+++ SOURCE RECORDS +++

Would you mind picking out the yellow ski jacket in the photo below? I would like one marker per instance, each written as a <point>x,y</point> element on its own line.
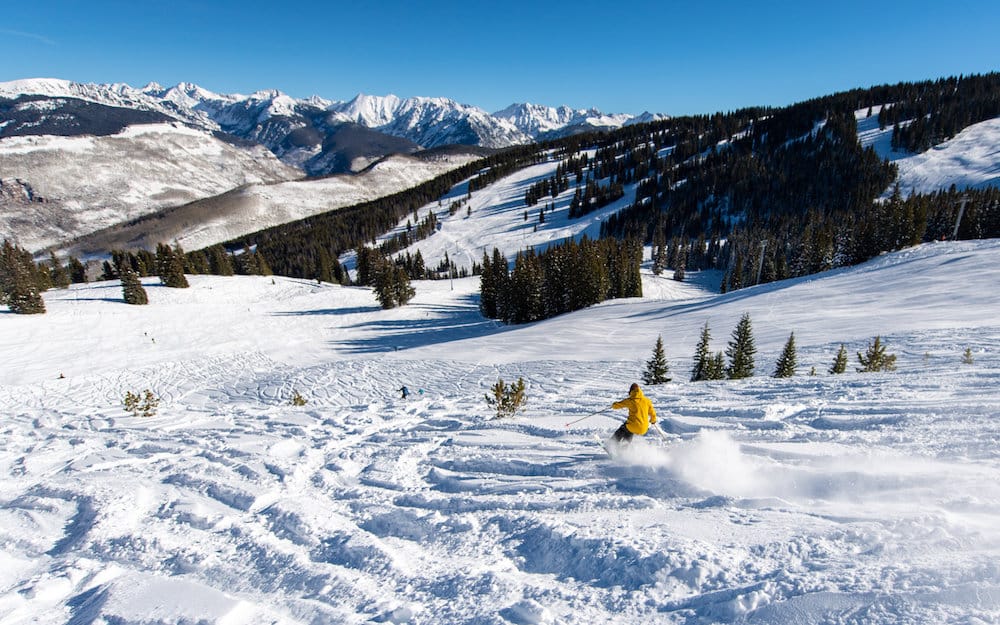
<point>640,411</point>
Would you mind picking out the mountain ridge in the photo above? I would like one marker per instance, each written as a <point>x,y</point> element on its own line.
<point>427,121</point>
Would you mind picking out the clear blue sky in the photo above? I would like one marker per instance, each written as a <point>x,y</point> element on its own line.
<point>666,57</point>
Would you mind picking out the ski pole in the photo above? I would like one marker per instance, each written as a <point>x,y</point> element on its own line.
<point>588,416</point>
<point>660,432</point>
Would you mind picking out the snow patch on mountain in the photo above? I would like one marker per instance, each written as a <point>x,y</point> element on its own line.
<point>91,182</point>
<point>969,160</point>
<point>256,206</point>
<point>853,498</point>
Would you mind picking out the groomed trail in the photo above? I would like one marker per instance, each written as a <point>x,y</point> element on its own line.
<point>855,498</point>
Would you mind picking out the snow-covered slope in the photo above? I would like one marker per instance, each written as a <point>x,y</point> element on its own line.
<point>969,160</point>
<point>540,121</point>
<point>256,206</point>
<point>269,117</point>
<point>90,182</point>
<point>858,498</point>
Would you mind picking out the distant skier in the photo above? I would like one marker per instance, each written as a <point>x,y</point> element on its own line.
<point>640,415</point>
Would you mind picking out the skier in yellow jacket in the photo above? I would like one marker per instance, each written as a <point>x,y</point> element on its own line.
<point>640,415</point>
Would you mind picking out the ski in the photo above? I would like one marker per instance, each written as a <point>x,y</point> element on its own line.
<point>604,445</point>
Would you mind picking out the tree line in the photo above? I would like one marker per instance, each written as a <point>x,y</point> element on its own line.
<point>563,278</point>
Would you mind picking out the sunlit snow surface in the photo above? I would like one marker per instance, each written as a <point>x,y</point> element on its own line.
<point>858,498</point>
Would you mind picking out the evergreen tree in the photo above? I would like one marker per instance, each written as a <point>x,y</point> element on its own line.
<point>324,266</point>
<point>219,261</point>
<point>58,274</point>
<point>875,359</point>
<point>170,266</point>
<point>391,284</point>
<point>702,356</point>
<point>680,262</point>
<point>741,350</point>
<point>716,368</point>
<point>403,292</point>
<point>657,369</point>
<point>18,283</point>
<point>785,367</point>
<point>840,362</point>
<point>132,289</point>
<point>77,272</point>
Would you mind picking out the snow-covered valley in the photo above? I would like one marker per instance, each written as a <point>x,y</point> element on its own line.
<point>854,498</point>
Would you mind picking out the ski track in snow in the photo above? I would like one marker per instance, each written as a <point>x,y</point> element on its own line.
<point>849,499</point>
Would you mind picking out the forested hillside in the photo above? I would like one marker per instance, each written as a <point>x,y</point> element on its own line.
<point>761,192</point>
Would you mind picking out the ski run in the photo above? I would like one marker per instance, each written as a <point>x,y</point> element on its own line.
<point>852,498</point>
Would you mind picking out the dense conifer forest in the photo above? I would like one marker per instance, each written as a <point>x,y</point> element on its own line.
<point>761,193</point>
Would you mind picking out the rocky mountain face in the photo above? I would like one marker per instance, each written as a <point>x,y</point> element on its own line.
<point>109,156</point>
<point>307,133</point>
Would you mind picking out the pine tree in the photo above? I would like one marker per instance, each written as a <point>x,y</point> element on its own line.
<point>132,289</point>
<point>77,272</point>
<point>680,262</point>
<point>702,356</point>
<point>840,362</point>
<point>18,285</point>
<point>716,367</point>
<point>59,275</point>
<point>785,367</point>
<point>741,350</point>
<point>875,359</point>
<point>402,290</point>
<point>219,261</point>
<point>657,369</point>
<point>170,266</point>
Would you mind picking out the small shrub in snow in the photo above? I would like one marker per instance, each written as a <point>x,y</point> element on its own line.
<point>967,356</point>
<point>144,405</point>
<point>657,369</point>
<point>875,359</point>
<point>507,399</point>
<point>840,362</point>
<point>785,367</point>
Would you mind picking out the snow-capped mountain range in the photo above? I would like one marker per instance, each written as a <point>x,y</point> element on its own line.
<point>299,131</point>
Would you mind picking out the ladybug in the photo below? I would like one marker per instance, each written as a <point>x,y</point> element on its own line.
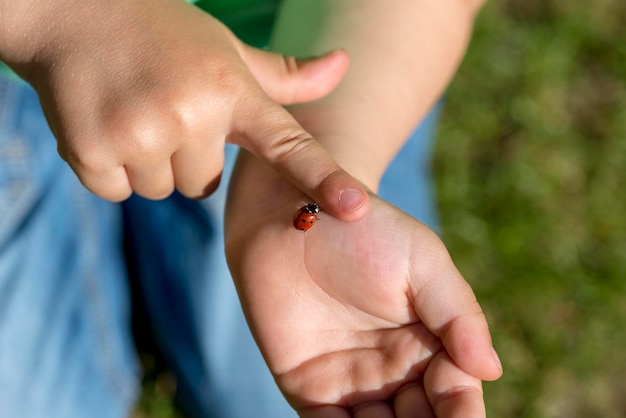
<point>306,217</point>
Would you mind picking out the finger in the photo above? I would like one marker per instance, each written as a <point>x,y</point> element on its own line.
<point>198,167</point>
<point>411,401</point>
<point>373,410</point>
<point>153,181</point>
<point>452,392</point>
<point>324,412</point>
<point>101,177</point>
<point>448,307</point>
<point>290,80</point>
<point>278,139</point>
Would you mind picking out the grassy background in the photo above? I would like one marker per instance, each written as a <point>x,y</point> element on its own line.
<point>531,174</point>
<point>531,171</point>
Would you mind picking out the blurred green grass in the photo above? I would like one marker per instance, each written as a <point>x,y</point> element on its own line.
<point>530,168</point>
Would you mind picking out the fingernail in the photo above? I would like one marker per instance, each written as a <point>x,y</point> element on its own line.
<point>496,358</point>
<point>350,199</point>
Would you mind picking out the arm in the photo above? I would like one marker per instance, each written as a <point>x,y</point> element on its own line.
<point>402,56</point>
<point>142,95</point>
<point>369,318</point>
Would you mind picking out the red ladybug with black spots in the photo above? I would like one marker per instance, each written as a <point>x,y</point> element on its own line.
<point>306,217</point>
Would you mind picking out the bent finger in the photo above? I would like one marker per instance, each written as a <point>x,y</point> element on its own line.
<point>448,307</point>
<point>452,392</point>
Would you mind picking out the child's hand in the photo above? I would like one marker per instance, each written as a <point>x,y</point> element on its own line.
<point>143,95</point>
<point>368,318</point>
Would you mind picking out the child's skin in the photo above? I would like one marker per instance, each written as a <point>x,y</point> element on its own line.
<point>367,318</point>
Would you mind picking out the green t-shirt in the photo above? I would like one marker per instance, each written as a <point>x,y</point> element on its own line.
<point>251,20</point>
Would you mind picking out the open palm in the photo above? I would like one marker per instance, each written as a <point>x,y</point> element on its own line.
<point>363,318</point>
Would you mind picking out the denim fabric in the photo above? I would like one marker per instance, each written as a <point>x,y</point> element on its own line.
<point>65,344</point>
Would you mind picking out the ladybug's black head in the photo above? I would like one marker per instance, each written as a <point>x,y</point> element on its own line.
<point>312,208</point>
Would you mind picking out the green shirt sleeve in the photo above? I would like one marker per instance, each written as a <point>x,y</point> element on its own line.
<point>250,20</point>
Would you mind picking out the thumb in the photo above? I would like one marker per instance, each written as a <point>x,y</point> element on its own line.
<point>276,137</point>
<point>290,80</point>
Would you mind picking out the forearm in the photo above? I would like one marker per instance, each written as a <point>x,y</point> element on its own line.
<point>402,56</point>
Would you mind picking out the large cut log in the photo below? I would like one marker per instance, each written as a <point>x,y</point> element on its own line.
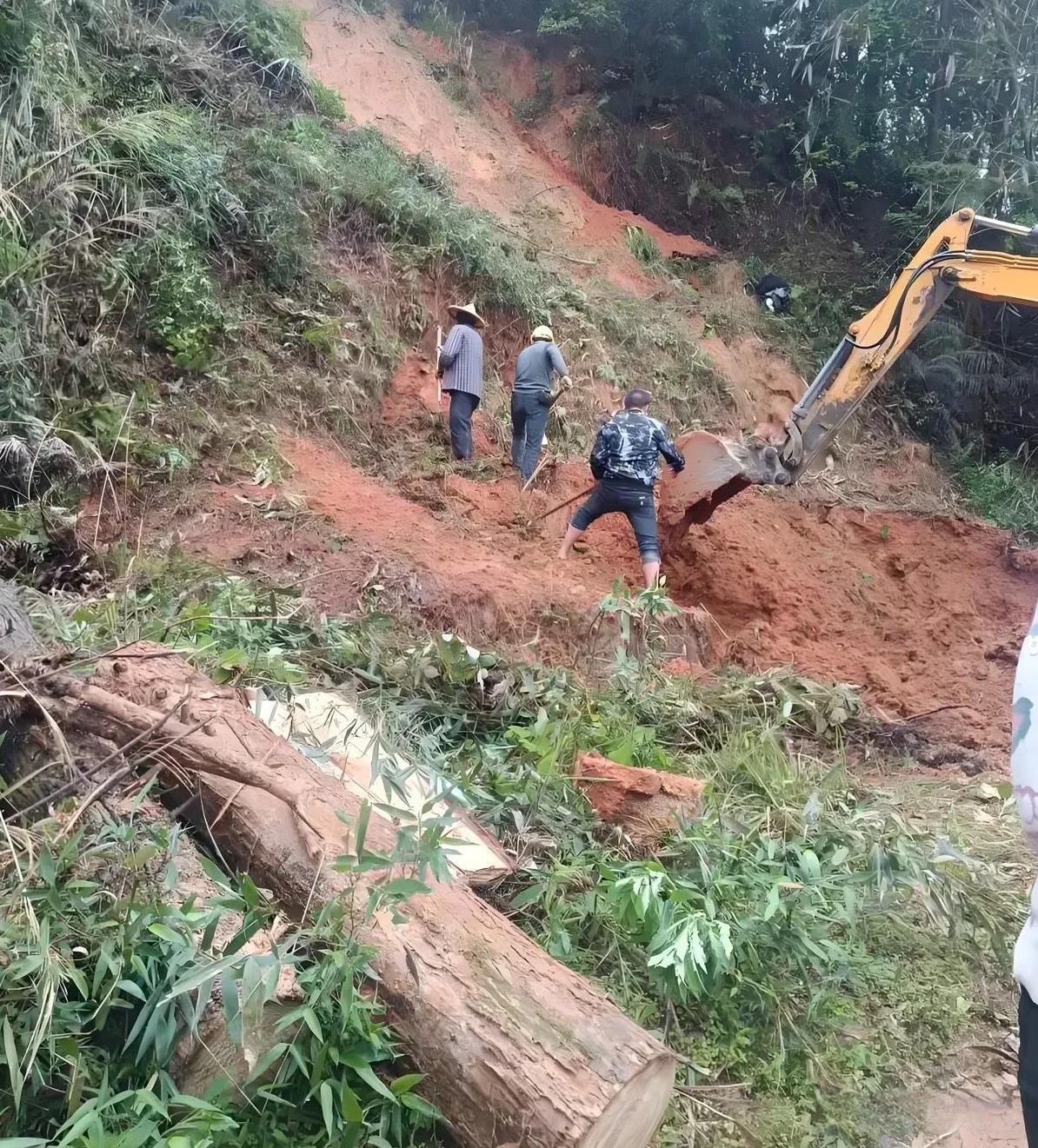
<point>516,1047</point>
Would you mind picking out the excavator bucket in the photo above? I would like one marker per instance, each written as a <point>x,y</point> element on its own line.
<point>715,469</point>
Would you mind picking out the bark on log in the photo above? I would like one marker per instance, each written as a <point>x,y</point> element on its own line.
<point>516,1047</point>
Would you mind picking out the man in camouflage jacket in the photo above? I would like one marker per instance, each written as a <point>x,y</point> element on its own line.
<point>625,461</point>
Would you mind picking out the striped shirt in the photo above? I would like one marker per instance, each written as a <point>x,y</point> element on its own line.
<point>462,361</point>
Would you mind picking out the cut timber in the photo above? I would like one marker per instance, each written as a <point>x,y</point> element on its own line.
<point>647,803</point>
<point>336,737</point>
<point>516,1047</point>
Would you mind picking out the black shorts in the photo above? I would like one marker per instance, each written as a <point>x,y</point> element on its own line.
<point>634,500</point>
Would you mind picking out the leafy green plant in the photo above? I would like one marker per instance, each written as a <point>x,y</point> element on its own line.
<point>1004,490</point>
<point>183,312</point>
<point>534,107</point>
<point>644,248</point>
<point>107,972</point>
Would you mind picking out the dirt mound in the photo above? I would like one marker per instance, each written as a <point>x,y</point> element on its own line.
<point>380,69</point>
<point>926,614</point>
<point>763,387</point>
<point>414,389</point>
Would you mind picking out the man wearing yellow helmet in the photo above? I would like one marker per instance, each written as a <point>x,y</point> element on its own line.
<point>532,397</point>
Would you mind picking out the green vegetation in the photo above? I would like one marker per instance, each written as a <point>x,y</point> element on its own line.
<point>533,107</point>
<point>106,975</point>
<point>761,936</point>
<point>1005,492</point>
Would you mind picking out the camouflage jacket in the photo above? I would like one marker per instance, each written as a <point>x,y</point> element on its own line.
<point>629,447</point>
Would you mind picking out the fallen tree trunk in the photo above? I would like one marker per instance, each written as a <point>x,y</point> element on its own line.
<point>516,1047</point>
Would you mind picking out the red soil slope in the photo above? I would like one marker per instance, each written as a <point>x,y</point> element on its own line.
<point>380,69</point>
<point>926,614</point>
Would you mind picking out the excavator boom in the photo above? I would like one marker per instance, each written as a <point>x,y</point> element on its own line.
<point>865,355</point>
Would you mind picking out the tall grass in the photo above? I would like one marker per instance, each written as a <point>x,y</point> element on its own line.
<point>1004,490</point>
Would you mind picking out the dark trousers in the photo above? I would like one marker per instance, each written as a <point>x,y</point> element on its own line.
<point>616,496</point>
<point>1028,1072</point>
<point>462,408</point>
<point>529,417</point>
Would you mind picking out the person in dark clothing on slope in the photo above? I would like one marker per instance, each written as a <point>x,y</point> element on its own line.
<point>533,397</point>
<point>625,461</point>
<point>461,370</point>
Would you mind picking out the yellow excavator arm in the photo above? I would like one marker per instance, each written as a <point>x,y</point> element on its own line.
<point>716,469</point>
<point>875,342</point>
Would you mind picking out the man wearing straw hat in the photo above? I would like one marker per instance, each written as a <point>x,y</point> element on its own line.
<point>461,370</point>
<point>532,397</point>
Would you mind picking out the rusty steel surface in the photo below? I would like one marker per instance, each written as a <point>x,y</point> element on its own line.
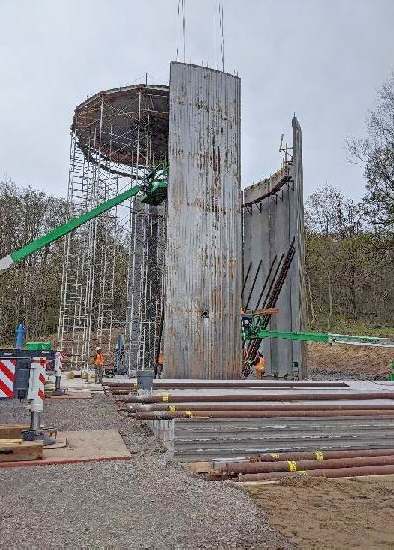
<point>353,471</point>
<point>223,384</point>
<point>313,464</point>
<point>215,406</point>
<point>273,214</point>
<point>320,456</point>
<point>203,260</point>
<point>176,398</point>
<point>192,413</point>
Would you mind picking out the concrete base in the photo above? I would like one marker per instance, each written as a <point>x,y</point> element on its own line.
<point>89,446</point>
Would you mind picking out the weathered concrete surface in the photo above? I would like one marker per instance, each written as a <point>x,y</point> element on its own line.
<point>269,227</point>
<point>204,249</point>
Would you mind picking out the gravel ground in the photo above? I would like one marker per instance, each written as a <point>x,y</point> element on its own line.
<point>147,502</point>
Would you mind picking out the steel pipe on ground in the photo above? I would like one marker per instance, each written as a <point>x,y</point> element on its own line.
<point>323,472</point>
<point>168,398</point>
<point>228,384</point>
<point>293,465</point>
<point>140,407</point>
<point>168,415</point>
<point>305,455</point>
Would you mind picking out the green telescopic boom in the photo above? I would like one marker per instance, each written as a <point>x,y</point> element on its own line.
<point>62,230</point>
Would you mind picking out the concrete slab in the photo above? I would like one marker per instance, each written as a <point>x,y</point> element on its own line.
<point>83,446</point>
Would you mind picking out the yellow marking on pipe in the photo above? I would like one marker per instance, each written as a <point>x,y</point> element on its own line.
<point>292,464</point>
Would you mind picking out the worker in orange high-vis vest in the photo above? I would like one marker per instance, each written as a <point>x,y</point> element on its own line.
<point>98,361</point>
<point>260,366</point>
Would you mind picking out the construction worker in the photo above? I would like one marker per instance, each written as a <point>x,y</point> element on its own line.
<point>158,368</point>
<point>98,361</point>
<point>260,366</point>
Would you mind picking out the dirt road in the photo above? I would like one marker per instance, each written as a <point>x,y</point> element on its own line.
<point>146,502</point>
<point>331,514</point>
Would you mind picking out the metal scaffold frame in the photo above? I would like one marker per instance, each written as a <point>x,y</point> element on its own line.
<point>117,137</point>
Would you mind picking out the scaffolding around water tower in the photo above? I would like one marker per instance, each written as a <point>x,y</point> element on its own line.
<point>117,137</point>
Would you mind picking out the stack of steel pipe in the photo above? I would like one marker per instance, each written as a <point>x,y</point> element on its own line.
<point>263,405</point>
<point>318,464</point>
<point>234,413</point>
<point>257,397</point>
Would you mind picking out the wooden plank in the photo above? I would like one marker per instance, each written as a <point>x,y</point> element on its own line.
<point>25,450</point>
<point>12,431</point>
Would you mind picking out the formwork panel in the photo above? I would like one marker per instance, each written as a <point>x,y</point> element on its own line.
<point>269,228</point>
<point>203,258</point>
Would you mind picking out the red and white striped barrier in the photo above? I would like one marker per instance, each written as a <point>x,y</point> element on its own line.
<point>7,377</point>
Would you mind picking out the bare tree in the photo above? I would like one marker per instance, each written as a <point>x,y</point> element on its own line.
<point>376,153</point>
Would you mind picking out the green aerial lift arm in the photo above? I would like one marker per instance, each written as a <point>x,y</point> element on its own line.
<point>62,230</point>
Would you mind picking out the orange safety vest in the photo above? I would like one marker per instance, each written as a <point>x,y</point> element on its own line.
<point>99,360</point>
<point>260,366</point>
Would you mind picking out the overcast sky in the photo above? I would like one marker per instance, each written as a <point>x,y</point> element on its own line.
<point>323,59</point>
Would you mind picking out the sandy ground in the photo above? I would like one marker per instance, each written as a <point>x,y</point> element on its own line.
<point>354,362</point>
<point>147,502</point>
<point>331,514</point>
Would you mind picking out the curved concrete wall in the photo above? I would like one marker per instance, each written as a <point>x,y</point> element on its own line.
<point>204,245</point>
<point>269,227</point>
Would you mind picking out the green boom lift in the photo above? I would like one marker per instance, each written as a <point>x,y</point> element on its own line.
<point>153,190</point>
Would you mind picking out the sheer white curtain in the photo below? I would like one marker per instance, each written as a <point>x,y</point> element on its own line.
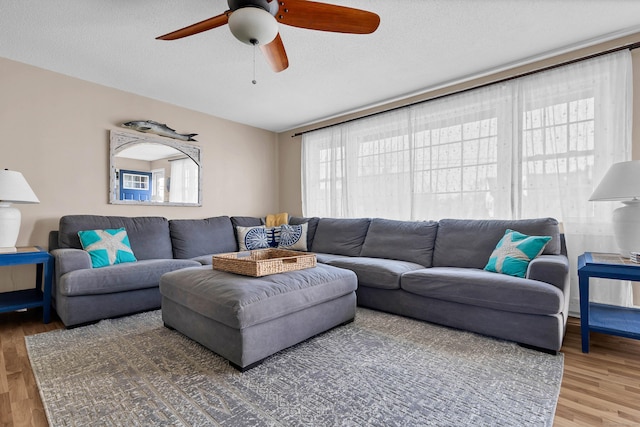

+++

■ **DIRECTIONS FOR THIS TASK**
Set down again, verbatim, the lines from the one containing "Would you mind picking out the dark" through the one containing "<point>529,417</point>", inclusive.

■ **THE COMPLETED TASK**
Would you mind picking out the dark trousers in the photo above? I would like one marker per instance, each written as a <point>x,y</point> element on its own line.
<point>616,496</point>
<point>1028,1072</point>
<point>462,408</point>
<point>529,417</point>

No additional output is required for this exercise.